From the first line to the last, reproduce the material exactly.

════

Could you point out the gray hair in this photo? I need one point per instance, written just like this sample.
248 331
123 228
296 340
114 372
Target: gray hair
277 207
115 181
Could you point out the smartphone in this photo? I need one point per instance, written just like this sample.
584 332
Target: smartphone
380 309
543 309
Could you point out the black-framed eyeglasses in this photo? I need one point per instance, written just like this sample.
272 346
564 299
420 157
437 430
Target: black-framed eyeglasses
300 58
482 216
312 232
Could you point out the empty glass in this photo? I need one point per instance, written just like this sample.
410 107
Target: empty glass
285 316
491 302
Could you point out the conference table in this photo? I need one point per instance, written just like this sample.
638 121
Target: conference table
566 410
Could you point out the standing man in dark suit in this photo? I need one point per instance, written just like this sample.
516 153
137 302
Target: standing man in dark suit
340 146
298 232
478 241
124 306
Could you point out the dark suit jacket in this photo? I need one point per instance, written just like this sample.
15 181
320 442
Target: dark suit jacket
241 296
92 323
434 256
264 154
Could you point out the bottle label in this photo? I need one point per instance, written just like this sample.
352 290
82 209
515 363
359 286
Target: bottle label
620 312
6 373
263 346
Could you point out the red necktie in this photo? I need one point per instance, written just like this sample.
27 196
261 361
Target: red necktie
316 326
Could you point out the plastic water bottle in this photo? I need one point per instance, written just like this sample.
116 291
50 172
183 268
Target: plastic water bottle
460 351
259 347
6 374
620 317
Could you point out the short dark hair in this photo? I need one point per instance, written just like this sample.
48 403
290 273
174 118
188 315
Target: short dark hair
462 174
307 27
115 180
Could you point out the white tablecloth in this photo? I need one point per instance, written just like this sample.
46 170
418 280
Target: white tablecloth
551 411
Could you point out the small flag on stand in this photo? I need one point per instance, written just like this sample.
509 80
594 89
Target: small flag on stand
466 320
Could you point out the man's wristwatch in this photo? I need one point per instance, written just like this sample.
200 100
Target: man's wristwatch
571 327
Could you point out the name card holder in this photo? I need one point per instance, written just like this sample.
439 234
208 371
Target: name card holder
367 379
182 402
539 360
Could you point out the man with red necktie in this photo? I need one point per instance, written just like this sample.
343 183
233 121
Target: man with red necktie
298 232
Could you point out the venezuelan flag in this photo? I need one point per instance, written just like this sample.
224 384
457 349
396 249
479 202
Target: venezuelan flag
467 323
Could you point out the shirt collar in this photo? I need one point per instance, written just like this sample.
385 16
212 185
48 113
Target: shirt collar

════

- _WRITTEN RESPONSE_
Could you point out the gray hair in this photo? I need one point per instance, written just like this sample.
248 331
123 228
296 340
114 372
Target: gray hair
277 207
115 181
Could you point out the smartphone in this photo? I need one point per instance, written just like this sample.
584 332
Target: smartphone
380 309
543 309
Could you point out the black-framed eyeglasses in this photo? I need one point per instance, written just like this sample.
272 346
564 299
420 157
437 430
Target: black-framed eyeglasses
300 58
482 216
312 232
Could you point out the empty glass in this photo? I need one point per instance, written just like this sample.
410 107
Target: empty glass
285 316
491 302
Could you point out the conference table in this photo? I need one point per instance, written just like this sample.
638 121
Target: conference table
566 410
Could you point out the standing man in dark suit in this photo? I need one point per instance, written just like this sample.
516 153
137 302
Target: standing man in dark suit
340 146
298 232
478 241
124 306
Could you point out the dark suit jacket in this photo? I need one point per instance, written just like this sample.
15 181
320 442
Target: dark suit jacket
241 296
92 323
434 256
264 154
Could you point out the bottle label in this photo? I need one point per instance, written just like this sample.
352 290
82 209
515 363
359 286
Target: bottle label
620 312
6 373
263 346
Could you point out the red necktie in this photo? I need one point per instance, written just like this sample.
27 196
261 361
Target: red necktie
316 326
Could you point out the plastic water bottle in this photo? I need one point per instance, written just like this sample.
116 291
50 172
183 268
Target: plastic water bottle
460 351
259 347
6 374
620 317
Could you point out the short dark hair in this photo? I need one point per instance, written just like this sample.
48 403
290 273
174 118
188 315
Target: short dark hair
462 174
307 27
115 180
Could you point out the white tablecloth in this photo? I need one point per instance, written just like this sample.
46 170
418 280
Target: white tablecloth
551 411
Could you point out the small flag on stand in this photo? I need one point per instance, written just like this sample.
509 80
594 89
Target: small flag on stand
466 320
Could you point out the man's wristwatch in this photo? I need one point per instance, written just like this sample.
200 100
Target: man's wristwatch
571 327
Could you point out the name card holder in this photo? I need one point per instance, written just like this sample.
439 234
208 371
Target: name card holder
367 379
182 402
539 360
Could you point out the man with red necktie in this photo? I need one point per instance, written just like this sample.
343 183
233 121
Target: man with red necktie
298 232
Could you point out the venezuelan flag in this photo? I need one point per instance, written just like this sample.
224 384
457 349
396 249
479 202
Target: venezuelan flag
467 323
Could you point out the shirt collar in this photo? I need one point per instance, written just like this sample.
385 16
212 185
48 113
Target: shirt collar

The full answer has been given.